## Source extract

+ + + +

But another study, this one conducted at Loughborough University, took 15 normal weight individuals and fed them 78% more calories than needed for maintenance over the course of a SINGLE day and the average “weight gain” was 1.76 pounds.
That’s a hell of a lot more than the 0.2 pounds discussed above, but fat gain isn’t the same as “weight gain,” is it?
Most Weight Gain From Humungous Meals is Transient
Make no mistake, you do gain weight after a pig-out meal, but the added weight is unlikely to be fat, or at least any substantial amount of fat, especially if the meal or meals is a rare occurrence or limited to a short period (like a one-week vacation).
In more concrete terms, you could gain a pound of fat if you eat an extra 500 to 1000 calories a day for a week, but not if you eat an extra 500 or 1000 calories in a single meal.
For one thing, there’s a limit to how much food your body can turn into fat via de novo lipogenesis (DNL) in one sitting. And even if that meal is extremely high in fat, there’s that apparent and mysterious (at least to me) fat storage ceiling of 0.2 pounds that I spoke of.

+ + + +

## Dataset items
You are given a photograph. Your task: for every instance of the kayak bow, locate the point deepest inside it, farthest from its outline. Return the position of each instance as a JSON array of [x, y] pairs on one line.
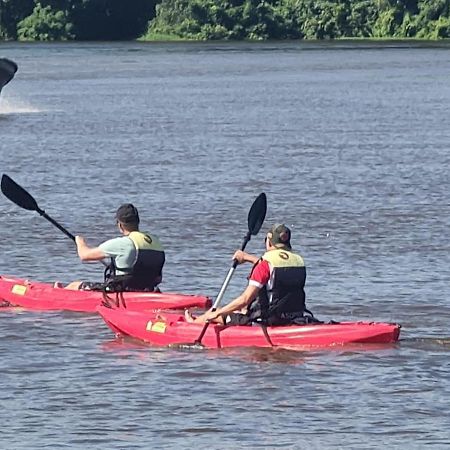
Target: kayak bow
[[43, 296], [162, 329]]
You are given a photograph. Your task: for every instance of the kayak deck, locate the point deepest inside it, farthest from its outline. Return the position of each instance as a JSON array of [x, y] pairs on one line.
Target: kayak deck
[[43, 296], [162, 329]]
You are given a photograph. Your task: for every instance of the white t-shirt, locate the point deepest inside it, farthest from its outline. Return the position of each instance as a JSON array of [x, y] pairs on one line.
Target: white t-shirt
[[122, 250]]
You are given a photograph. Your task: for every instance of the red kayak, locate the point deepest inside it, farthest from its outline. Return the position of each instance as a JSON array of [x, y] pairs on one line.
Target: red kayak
[[43, 296], [163, 329]]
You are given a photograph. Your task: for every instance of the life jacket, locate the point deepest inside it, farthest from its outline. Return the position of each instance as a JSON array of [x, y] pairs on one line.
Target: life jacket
[[282, 299], [146, 272]]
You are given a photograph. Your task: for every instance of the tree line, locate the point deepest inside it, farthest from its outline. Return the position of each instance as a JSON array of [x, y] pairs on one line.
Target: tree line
[[223, 19]]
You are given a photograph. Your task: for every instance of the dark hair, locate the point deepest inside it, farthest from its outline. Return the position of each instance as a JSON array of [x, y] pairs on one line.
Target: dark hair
[[128, 214]]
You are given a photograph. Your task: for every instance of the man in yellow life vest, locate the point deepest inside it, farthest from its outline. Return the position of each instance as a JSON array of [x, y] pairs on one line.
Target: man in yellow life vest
[[275, 292], [137, 258]]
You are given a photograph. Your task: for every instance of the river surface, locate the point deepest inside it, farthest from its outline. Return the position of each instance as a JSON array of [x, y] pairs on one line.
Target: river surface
[[351, 144]]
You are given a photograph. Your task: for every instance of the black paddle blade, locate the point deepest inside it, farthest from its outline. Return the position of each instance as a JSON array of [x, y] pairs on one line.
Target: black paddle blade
[[17, 194], [257, 214]]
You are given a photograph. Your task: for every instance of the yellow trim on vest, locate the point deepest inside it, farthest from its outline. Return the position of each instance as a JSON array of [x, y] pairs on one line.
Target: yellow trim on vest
[[283, 258], [144, 241]]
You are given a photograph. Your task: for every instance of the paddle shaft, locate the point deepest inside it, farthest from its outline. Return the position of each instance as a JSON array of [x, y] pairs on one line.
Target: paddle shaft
[[223, 288], [18, 195], [55, 223]]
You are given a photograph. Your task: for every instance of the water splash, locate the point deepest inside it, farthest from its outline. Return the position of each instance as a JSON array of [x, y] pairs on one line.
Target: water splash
[[15, 106]]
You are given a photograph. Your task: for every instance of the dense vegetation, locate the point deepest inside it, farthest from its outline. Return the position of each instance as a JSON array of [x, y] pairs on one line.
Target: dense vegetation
[[74, 19], [223, 19]]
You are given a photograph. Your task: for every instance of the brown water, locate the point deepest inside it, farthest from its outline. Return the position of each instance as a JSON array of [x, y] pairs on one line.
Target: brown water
[[351, 145]]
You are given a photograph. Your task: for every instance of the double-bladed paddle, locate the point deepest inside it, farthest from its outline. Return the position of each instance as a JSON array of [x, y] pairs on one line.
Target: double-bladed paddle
[[18, 195], [255, 220]]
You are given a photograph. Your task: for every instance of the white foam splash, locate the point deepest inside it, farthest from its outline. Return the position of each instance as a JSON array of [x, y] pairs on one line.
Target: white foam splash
[[16, 107]]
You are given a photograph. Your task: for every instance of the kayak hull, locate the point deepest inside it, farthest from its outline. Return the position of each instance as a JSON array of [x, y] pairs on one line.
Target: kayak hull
[[162, 329], [43, 296]]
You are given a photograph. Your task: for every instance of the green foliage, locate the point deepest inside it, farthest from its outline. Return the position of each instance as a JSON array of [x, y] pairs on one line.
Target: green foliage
[[110, 19], [45, 24], [223, 19], [12, 12]]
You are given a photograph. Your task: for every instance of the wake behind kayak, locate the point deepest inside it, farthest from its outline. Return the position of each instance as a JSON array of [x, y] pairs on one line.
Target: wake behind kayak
[[7, 70]]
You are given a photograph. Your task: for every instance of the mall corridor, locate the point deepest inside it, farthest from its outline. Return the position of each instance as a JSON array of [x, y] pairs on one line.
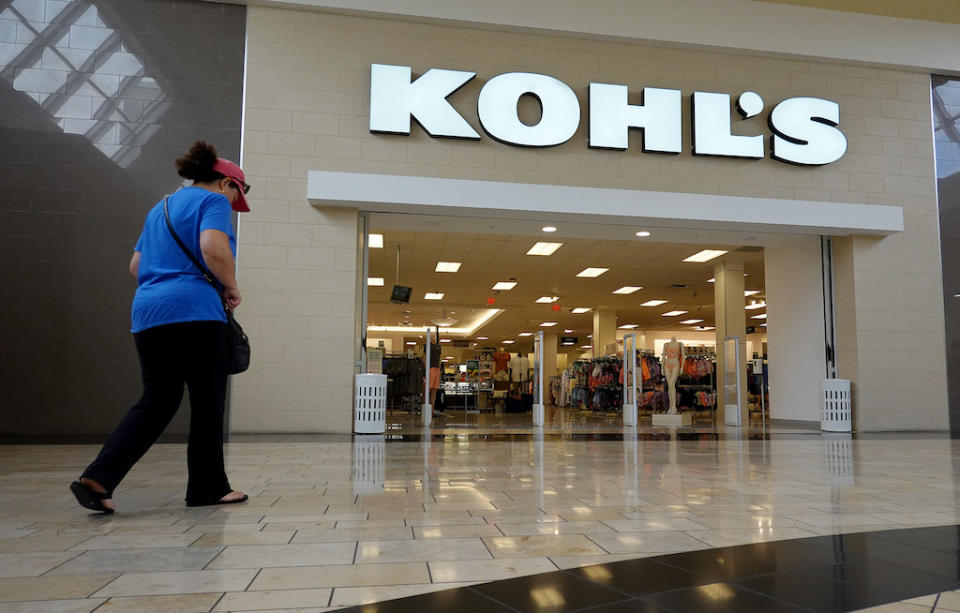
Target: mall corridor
[[479, 521]]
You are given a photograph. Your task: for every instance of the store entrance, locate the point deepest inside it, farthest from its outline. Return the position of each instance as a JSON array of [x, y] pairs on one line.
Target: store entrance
[[453, 310]]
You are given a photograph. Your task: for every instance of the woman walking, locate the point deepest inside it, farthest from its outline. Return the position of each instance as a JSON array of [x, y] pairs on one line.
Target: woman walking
[[179, 328]]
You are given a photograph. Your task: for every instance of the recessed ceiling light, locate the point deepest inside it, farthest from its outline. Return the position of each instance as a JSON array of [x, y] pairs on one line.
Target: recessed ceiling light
[[447, 267], [544, 248], [705, 256], [592, 272]]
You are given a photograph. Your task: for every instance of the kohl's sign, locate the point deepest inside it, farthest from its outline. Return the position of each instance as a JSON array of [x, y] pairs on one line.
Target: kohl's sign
[[804, 129]]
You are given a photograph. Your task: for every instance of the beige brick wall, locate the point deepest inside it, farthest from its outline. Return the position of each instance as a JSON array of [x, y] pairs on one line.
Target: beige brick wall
[[307, 96]]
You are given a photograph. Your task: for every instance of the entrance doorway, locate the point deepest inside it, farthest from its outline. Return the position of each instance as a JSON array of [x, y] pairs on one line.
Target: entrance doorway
[[484, 289]]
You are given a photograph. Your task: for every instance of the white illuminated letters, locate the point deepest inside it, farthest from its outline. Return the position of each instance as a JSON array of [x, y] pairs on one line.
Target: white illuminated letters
[[394, 99], [711, 129], [805, 132], [497, 107], [658, 116]]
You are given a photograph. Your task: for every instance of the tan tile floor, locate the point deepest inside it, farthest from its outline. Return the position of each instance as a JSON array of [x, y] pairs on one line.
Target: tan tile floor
[[332, 524]]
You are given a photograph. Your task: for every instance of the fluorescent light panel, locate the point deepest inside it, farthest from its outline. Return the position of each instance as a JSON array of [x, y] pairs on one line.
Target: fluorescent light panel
[[705, 256], [447, 266], [592, 272], [544, 248]]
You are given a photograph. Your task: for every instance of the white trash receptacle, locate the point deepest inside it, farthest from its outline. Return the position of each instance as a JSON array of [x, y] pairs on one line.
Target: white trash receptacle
[[836, 405], [370, 404]]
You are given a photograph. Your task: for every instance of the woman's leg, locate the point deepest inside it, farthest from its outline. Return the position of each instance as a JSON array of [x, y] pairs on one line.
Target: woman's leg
[[207, 382], [163, 378]]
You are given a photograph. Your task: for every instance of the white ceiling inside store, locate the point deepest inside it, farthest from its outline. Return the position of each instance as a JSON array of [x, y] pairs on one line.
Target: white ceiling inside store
[[491, 258]]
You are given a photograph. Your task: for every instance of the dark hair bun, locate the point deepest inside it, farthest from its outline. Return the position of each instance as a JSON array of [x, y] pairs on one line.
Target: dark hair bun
[[197, 164]]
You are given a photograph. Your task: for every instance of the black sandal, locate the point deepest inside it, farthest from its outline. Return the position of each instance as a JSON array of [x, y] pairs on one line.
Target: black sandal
[[91, 499]]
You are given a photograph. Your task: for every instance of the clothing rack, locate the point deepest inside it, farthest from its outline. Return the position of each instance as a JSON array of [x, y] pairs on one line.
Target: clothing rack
[[696, 386]]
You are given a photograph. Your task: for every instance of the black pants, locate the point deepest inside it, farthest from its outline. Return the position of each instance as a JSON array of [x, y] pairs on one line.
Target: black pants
[[192, 353]]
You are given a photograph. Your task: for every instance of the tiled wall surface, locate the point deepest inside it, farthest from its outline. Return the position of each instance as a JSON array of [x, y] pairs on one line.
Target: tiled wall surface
[[96, 101], [308, 87]]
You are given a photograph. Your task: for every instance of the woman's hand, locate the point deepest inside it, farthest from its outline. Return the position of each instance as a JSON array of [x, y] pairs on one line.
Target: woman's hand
[[232, 296]]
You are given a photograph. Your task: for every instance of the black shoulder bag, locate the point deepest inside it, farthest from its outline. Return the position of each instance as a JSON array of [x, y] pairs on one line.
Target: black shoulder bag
[[238, 345]]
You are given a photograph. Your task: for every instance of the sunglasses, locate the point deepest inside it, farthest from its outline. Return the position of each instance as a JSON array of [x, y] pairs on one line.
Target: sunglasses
[[245, 188]]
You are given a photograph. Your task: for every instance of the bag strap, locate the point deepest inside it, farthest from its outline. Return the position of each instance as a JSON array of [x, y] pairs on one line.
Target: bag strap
[[207, 275]]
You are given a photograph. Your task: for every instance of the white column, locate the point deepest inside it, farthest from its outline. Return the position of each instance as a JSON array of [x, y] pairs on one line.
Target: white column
[[728, 304], [604, 329]]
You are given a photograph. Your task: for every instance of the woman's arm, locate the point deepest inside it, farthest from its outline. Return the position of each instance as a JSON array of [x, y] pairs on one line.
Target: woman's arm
[[134, 267], [215, 248]]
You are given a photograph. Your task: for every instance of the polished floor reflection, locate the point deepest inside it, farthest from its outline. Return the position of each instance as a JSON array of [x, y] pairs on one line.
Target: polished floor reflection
[[335, 522]]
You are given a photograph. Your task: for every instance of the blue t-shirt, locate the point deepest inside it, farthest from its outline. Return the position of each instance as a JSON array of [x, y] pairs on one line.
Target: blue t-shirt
[[171, 289]]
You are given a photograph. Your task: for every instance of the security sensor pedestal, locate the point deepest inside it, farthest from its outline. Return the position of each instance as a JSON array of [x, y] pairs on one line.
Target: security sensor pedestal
[[672, 420]]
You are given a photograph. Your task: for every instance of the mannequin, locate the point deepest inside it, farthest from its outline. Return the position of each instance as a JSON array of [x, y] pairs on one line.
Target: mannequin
[[500, 361], [672, 363]]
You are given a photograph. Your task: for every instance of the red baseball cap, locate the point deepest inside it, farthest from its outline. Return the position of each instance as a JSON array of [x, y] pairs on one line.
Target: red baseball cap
[[231, 170]]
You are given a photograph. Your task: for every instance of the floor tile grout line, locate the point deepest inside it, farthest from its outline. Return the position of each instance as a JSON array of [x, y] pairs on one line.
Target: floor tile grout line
[[218, 601], [488, 597]]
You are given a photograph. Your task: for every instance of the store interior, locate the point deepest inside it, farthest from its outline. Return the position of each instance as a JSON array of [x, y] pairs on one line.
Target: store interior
[[484, 293]]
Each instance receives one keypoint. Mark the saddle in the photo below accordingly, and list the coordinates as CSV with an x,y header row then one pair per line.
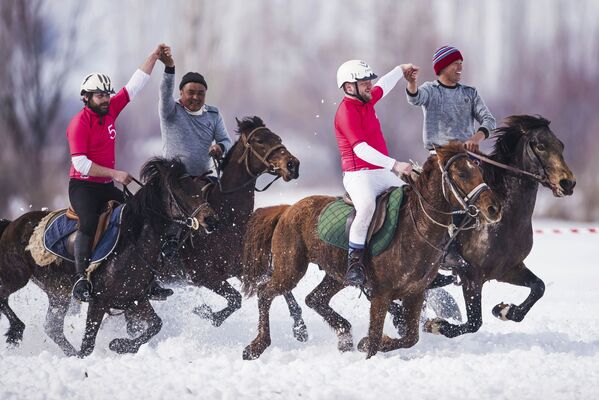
x,y
336,217
378,218
53,238
103,223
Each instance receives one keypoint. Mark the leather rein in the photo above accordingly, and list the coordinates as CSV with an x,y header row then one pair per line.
x,y
245,158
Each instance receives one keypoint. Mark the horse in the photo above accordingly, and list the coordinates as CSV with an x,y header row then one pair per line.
x,y
403,271
123,279
212,260
526,153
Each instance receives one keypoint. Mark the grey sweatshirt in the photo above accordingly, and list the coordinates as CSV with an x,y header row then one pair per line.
x,y
450,112
189,136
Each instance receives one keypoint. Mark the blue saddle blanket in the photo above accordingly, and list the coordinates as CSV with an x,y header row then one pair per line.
x,y
60,228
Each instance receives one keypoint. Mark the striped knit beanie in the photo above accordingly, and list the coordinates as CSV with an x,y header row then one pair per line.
x,y
445,56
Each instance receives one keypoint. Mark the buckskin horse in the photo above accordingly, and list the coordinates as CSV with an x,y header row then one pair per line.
x,y
210,261
526,153
403,271
123,278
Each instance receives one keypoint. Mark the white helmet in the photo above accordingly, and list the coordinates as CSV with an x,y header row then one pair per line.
x,y
353,71
97,83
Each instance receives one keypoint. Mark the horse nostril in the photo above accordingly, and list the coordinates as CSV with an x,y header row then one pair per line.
x,y
492,210
567,185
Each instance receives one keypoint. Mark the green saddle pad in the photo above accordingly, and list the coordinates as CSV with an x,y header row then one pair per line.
x,y
332,220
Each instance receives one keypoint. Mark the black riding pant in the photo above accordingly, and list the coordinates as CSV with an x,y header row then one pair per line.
x,y
89,199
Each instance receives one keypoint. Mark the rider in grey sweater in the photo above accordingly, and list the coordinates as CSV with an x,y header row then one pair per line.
x,y
189,126
450,109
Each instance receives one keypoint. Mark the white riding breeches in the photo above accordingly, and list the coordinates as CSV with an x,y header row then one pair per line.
x,y
363,187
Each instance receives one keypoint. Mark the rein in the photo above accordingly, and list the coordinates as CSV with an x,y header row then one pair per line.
x,y
191,221
465,201
245,158
537,177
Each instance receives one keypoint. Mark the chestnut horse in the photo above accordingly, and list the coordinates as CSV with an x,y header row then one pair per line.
x,y
123,279
531,154
403,271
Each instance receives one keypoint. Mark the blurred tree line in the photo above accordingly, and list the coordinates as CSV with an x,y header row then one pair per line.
x,y
278,59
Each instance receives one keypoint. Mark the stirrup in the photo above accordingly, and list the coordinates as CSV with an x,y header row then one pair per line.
x,y
159,293
84,291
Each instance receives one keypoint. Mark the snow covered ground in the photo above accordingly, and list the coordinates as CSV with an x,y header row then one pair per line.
x,y
552,354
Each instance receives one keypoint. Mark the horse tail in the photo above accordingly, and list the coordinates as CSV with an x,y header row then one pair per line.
x,y
256,259
3,224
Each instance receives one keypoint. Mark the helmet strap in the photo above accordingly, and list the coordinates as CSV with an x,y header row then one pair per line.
x,y
357,95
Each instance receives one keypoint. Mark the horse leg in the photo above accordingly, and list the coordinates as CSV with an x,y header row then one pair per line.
x,y
233,297
95,313
300,332
520,276
262,341
379,304
142,312
319,300
58,307
14,335
472,296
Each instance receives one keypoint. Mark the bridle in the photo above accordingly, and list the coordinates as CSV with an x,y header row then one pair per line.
x,y
189,219
245,158
466,201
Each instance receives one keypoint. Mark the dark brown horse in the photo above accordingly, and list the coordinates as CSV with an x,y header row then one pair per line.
x,y
525,143
211,260
403,271
122,280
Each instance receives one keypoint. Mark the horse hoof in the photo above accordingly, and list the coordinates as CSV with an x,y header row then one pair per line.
x,y
203,311
249,355
122,346
433,326
300,332
363,345
501,311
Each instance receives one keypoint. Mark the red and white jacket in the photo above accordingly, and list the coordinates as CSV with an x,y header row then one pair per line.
x,y
356,123
92,137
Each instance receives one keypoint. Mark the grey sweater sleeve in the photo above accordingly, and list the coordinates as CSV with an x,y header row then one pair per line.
x,y
482,113
221,136
421,97
166,102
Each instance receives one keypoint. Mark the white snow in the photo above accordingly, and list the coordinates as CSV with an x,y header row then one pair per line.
x,y
552,354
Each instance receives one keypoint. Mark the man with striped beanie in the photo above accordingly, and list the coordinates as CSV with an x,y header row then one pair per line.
x,y
450,109
450,112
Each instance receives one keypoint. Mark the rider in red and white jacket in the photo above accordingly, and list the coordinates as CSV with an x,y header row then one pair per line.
x,y
367,168
91,135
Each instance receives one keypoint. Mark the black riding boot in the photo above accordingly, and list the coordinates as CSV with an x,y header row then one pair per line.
x,y
453,259
82,290
169,250
355,268
159,293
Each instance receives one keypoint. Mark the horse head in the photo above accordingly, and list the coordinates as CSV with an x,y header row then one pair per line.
x,y
178,195
263,151
528,141
463,184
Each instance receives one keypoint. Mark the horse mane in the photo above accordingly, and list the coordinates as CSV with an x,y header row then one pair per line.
x,y
506,141
246,124
157,173
447,151
507,136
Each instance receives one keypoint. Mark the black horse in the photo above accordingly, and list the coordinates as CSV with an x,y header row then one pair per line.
x,y
209,262
123,279
531,154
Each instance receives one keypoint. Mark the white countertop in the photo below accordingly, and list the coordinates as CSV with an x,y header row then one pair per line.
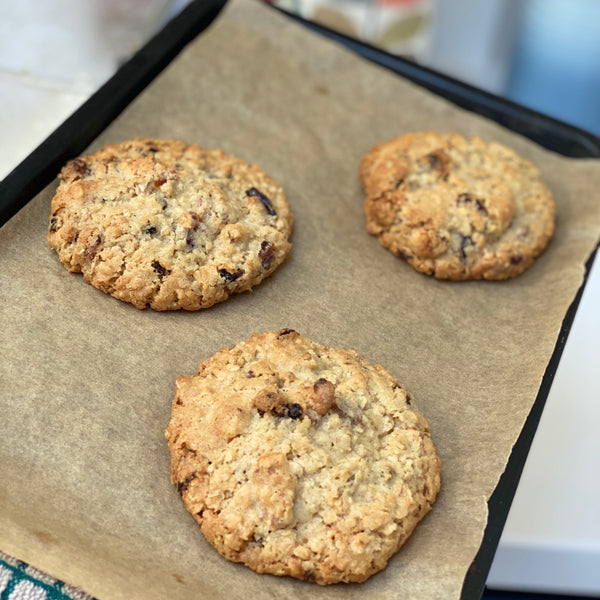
x,y
551,541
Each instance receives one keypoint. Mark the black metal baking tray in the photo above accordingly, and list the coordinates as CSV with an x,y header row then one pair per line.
x,y
79,131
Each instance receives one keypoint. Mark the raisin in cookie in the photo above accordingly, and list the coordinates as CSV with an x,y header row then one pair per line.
x,y
301,460
168,225
457,208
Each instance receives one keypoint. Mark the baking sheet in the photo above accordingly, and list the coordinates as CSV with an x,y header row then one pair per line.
x,y
87,381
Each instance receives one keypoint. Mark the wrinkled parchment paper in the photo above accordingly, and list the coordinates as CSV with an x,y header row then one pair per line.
x,y
87,381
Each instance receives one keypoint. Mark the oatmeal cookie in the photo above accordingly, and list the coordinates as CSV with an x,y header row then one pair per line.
x,y
457,208
301,460
168,225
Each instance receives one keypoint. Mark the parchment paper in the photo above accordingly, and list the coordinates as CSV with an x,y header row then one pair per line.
x,y
87,381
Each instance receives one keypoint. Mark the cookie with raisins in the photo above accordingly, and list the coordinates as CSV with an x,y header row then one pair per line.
x,y
457,208
168,225
301,460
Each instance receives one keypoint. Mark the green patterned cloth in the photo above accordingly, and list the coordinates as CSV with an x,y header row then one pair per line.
x,y
19,581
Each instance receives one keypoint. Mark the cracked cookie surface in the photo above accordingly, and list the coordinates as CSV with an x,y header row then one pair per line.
x,y
301,460
168,225
457,208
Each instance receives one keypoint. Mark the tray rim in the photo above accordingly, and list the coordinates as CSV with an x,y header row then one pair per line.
x,y
79,130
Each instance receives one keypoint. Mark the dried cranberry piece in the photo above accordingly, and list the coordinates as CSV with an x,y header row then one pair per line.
x,y
90,252
149,229
227,276
160,269
465,242
294,411
183,485
481,207
264,200
266,254
434,161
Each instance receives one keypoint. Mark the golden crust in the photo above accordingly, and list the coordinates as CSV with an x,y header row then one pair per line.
x,y
457,208
301,460
167,225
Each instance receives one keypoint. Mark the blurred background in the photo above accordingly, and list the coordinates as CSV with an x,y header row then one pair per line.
x,y
544,54
541,53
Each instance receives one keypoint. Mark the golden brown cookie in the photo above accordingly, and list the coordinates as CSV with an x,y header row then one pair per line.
x,y
457,208
301,460
167,225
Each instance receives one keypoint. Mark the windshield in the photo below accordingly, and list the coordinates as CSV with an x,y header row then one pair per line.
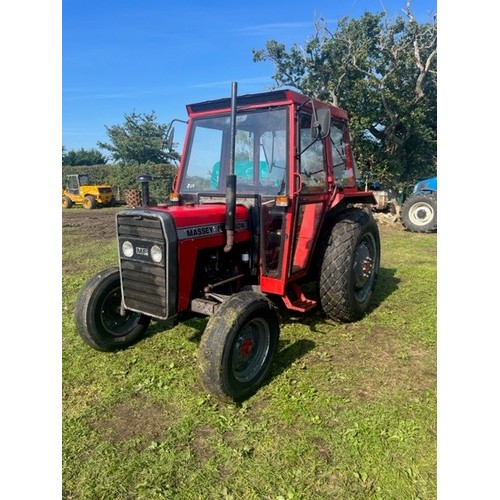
x,y
260,153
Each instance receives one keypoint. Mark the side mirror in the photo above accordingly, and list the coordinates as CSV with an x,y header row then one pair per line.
x,y
320,127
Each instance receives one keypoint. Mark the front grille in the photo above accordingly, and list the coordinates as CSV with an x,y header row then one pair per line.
x,y
145,284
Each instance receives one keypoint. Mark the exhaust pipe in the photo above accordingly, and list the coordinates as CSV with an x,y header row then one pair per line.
x,y
231,177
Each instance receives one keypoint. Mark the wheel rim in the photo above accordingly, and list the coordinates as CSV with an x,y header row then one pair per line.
x,y
111,319
364,267
421,214
250,350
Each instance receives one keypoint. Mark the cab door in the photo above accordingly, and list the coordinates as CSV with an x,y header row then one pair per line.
x,y
313,185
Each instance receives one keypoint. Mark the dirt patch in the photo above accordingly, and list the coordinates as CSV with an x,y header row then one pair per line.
x,y
137,418
100,223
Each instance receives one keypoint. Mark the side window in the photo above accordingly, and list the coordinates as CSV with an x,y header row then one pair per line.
x,y
339,140
312,163
204,160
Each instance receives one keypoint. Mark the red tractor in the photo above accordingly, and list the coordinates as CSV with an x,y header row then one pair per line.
x,y
265,202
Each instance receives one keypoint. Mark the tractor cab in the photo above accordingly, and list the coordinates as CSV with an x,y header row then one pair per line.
x,y
292,162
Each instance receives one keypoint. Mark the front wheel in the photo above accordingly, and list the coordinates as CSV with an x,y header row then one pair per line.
x,y
238,346
350,262
419,213
99,318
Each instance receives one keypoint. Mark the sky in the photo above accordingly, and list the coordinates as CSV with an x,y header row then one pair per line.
x,y
123,56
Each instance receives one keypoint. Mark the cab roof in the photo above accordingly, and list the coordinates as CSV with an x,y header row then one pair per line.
x,y
272,98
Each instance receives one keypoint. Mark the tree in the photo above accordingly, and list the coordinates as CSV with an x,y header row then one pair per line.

+ + + +

## What is expected
Quote the passage on weight gain after large meals verbatim, starting with "That’s a hell" and going on through "a one-week vacation).".

## Solution
That’s a hell of a lot more than the 0.2 pounds discussed above, but fat gain isn’t the same as “weight gain,” is it?
Most Weight Gain From Humungous Meals is Transient
Make no mistake, you do gain weight after a pig-out meal, but the added weight is unlikely to be fat, or at least any substantial amount of fat, especially if the meal or meals is a rare occurrence or limited to a short period (like a one-week vacation).